═══ Page

« Ange Leca » : le crime au fil de l’eau…

Paris, hiver 1910. Les eaux de la Seine submergent la capitale, et tout remonte à la surface : notamment le corps d’une femme décapitée et mutilée, impossible à identifier. Ange Leca, journaliste dépendant à l’alcool et détective à ses heures perdues, se lance dans une enquête qui ébranlera ses certitudes… Solide one shot de 72 pages, la nouvelle création des scénaristes Tom Graffin et Jérôme Ropert profite de toute la palette (numérique) de Victor Lapointe : un mystère suintant et une ambiance Belle Époque troublée, dans lesquels on appréciera de se plonger…

Une romance à l'eau de rose ? (planches 3 et 4 - Bamboo/Grand Angle 2023).

══════
═══ Lignes fournies

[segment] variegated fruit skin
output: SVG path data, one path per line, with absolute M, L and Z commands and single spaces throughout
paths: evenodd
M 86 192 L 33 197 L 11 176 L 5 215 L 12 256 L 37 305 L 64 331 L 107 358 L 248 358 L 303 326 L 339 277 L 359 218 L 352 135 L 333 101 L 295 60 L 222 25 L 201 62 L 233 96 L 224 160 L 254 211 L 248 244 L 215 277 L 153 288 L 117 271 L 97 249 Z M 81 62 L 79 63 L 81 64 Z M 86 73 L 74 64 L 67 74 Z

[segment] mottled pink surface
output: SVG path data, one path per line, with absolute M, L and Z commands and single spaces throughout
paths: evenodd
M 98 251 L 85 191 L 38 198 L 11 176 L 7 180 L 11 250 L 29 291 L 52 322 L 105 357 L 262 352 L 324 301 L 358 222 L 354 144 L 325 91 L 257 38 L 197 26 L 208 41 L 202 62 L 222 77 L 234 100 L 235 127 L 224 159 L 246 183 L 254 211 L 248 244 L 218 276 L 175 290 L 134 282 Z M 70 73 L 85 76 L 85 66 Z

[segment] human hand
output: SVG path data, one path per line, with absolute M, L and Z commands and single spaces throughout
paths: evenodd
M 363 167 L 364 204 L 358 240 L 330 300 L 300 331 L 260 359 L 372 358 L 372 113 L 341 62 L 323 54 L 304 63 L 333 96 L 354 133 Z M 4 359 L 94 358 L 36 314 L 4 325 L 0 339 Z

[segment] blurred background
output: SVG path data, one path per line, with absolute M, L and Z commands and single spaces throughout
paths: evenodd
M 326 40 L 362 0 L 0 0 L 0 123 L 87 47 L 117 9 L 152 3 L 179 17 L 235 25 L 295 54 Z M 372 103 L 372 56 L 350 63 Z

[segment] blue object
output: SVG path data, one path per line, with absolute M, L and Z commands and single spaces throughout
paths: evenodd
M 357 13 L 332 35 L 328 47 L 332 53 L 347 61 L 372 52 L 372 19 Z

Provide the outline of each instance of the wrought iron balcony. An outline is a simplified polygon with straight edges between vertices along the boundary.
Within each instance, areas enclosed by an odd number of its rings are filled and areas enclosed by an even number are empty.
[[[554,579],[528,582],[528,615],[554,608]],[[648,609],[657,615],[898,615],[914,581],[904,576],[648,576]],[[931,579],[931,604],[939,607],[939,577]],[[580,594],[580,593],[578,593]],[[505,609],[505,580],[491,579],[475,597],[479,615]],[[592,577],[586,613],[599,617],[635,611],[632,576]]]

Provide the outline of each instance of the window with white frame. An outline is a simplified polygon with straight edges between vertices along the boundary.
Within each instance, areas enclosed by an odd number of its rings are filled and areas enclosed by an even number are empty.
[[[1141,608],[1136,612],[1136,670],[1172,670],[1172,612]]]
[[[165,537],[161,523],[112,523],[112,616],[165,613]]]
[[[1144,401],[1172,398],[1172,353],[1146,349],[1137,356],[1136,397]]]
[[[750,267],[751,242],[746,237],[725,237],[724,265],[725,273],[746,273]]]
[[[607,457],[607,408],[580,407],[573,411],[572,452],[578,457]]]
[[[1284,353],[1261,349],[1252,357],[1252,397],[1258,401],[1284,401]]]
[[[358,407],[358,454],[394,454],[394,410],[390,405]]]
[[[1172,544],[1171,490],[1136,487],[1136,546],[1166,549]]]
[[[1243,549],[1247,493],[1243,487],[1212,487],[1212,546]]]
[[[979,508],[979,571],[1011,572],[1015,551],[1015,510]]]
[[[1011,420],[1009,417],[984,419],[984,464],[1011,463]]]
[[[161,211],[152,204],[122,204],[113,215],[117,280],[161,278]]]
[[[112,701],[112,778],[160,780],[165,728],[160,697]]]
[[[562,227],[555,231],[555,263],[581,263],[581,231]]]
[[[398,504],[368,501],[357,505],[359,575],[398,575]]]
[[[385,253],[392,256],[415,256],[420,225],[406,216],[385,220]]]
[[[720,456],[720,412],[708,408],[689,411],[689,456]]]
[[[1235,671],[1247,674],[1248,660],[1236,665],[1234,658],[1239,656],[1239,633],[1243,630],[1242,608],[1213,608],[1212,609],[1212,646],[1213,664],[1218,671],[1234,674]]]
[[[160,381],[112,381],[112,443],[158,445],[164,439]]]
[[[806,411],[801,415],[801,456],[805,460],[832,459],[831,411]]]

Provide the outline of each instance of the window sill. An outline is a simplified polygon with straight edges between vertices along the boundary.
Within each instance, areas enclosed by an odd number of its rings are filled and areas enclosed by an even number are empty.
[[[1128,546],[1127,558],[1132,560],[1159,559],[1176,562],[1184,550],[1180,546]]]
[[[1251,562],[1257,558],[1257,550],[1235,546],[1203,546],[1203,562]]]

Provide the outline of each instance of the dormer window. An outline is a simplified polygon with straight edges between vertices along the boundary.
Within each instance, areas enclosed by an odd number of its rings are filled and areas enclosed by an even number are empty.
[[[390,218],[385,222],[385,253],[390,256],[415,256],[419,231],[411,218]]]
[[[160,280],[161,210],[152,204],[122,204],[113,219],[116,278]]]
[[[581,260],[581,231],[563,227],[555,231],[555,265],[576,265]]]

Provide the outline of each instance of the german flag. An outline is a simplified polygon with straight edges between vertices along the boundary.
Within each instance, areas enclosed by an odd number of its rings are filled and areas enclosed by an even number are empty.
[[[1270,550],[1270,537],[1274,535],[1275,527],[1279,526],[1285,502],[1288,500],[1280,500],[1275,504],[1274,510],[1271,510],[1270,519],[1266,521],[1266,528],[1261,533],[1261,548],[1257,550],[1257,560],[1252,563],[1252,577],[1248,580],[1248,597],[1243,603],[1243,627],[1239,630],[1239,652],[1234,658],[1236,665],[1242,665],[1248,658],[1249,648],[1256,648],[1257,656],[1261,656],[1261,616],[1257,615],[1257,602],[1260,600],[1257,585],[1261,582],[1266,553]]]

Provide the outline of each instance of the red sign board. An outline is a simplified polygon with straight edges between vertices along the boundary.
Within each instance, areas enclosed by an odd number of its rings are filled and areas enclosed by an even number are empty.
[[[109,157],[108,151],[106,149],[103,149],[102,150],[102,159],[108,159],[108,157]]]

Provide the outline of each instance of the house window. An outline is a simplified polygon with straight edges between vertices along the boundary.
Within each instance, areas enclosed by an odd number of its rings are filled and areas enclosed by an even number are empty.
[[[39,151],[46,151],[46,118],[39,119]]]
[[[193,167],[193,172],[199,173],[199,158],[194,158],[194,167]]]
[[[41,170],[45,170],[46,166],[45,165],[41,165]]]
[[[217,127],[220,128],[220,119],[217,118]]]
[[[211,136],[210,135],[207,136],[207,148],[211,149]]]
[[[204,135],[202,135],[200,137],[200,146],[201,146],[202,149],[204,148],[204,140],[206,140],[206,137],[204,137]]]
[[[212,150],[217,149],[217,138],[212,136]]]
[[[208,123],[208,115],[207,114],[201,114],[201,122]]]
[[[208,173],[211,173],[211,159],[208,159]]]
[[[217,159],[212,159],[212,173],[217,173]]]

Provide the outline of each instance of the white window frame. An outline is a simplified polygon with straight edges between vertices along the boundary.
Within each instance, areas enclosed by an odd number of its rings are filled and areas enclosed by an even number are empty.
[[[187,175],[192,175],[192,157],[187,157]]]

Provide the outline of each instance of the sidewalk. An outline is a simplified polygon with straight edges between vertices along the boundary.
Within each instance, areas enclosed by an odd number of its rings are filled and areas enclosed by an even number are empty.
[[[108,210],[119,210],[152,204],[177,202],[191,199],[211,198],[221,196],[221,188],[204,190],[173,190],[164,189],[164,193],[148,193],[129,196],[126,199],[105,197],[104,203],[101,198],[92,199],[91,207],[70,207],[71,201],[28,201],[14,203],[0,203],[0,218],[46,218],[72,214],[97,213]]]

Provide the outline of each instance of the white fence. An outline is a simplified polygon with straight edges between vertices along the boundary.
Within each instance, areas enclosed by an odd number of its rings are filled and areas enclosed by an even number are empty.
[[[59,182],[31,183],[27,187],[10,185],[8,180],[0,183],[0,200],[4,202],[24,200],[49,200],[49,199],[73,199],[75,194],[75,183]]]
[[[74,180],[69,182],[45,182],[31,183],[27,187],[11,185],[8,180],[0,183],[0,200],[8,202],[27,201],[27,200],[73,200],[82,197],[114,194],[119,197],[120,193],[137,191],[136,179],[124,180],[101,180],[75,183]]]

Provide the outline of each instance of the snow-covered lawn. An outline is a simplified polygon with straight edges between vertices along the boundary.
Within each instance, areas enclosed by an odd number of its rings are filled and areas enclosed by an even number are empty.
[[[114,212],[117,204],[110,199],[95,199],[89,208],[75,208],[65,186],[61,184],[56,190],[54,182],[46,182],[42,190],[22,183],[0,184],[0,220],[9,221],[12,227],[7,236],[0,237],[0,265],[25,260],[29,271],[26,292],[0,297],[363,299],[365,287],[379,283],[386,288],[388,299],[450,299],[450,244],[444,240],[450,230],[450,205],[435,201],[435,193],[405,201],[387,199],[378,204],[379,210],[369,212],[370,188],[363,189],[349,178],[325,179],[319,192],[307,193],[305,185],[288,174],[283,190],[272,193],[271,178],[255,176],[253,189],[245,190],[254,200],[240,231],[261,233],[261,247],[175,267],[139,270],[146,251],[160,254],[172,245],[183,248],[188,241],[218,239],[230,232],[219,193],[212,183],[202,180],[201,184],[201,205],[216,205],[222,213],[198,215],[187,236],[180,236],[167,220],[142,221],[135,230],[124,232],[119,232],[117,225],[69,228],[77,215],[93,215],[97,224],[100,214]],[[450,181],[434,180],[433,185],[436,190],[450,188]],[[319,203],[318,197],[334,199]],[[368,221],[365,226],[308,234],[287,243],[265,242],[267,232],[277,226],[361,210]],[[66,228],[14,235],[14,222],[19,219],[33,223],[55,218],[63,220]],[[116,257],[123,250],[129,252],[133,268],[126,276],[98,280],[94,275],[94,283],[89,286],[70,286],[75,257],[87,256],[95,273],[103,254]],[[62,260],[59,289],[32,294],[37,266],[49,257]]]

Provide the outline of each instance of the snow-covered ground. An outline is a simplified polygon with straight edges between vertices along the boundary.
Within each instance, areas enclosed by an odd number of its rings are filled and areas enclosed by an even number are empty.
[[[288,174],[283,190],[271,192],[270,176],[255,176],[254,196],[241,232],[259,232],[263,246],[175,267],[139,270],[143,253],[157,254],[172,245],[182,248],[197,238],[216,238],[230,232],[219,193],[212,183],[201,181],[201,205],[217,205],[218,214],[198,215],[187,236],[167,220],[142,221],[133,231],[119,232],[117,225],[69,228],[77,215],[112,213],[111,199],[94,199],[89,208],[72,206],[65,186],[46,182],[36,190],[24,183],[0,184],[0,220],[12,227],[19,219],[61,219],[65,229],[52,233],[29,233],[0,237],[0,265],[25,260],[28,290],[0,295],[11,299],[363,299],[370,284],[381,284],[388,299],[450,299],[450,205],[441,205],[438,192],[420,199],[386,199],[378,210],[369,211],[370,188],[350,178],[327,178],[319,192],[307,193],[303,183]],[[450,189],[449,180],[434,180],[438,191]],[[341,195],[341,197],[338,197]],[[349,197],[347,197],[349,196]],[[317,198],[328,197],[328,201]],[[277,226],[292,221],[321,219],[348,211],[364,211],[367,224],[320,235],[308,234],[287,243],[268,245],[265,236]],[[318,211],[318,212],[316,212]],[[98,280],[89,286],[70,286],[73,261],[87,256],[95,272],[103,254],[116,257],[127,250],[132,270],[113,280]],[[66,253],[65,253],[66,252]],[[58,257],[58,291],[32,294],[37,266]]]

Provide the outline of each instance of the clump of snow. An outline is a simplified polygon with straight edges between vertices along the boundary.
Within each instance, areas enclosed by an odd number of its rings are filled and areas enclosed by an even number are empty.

══════

**Consignes**.
**a.** Transcrivez fidèlement le passage de la page consacrée à « Ange Leca » qui va de « Paris, hiver 1910. » jusqu'à « Bamboo/Grand Angle 2023). ».
**b.** Poursuivez la page consacrée à « Ange Leca » à partir de l'endroit où elle s'arrête.
Les lignes fournies ne jouent aucun rôle ici.

**Réponses dans l'ordre**.
**a.**
Paris, hiver 1910. Les eaux de la Seine submergent la capitale, et tout remonte à la surface : notamment le corps d’une femme décapitée et mutilée, impossible à identifier. Ange Leca, journaliste dépendant à l’alcool et détective à ses heures perdues, se lance dans une enquête qui ébranlera ses certitudes… Solide one shot de 72 pages, la nouvelle création des scénaristes Tom Graffin et Jérôme Ropert profite de toute la palette (numérique) de Victor Lapointe : un mystère suintant et une ambiance Belle Époque troublée, dans lesquels on appréciera de se plonger…

Une romance à l'eau de rose ? (planches 3 et 4 - Bamboo/Grand Angle 2023).

**b.**
Alors que Fabien Nury et Canal+ nourrissent « Paris Police 1905 », le label Grand Angle des éditions Bamboo semble également apprécier les polars et aventures parisiennes situées au temps de la Belle Époque. En témoignent les récents « L’Oiseau rare » (par Éric Stalner et Cédric Simon ; voir la chronique consacrée par Henri Filippini), « La Petite Voleuse de la tour Eiffel » (David Ratte, Jack Manini et Hervé Richez) ou « Automne en baie de Somme » (voir notre chronique). Pour scénariser « Ange Leca », Tom Graffin (« Jukebox Motel ») s’associe à Jérôme Ropert : un professeur de sciences physiques, également féru de criminologie, de jeu de plateau et de l’époque victorienne. Leur nouveau personnage, journaliste à la fois amouraché d’une femme (Emma Capus) qui n’est pas la sienne, dépendant à l’alcool et opiomane abstinent, ne semble pas avoir que des qualités… mais pense avoir déniché un scoop ! Il faut dire que cette valise contenant un tronc féminin, repêchée avenue de l’Opéra, a de quoi intriguer Ange Leca : qui est peut-être meilleur détective qu’il n’y parait au premier abord…

Vues de Paris en 1910.

Rue du Pont de Suresnes, le 30 janvier 1910.

La rue Jacob et ses pavés de bois devenus flottants...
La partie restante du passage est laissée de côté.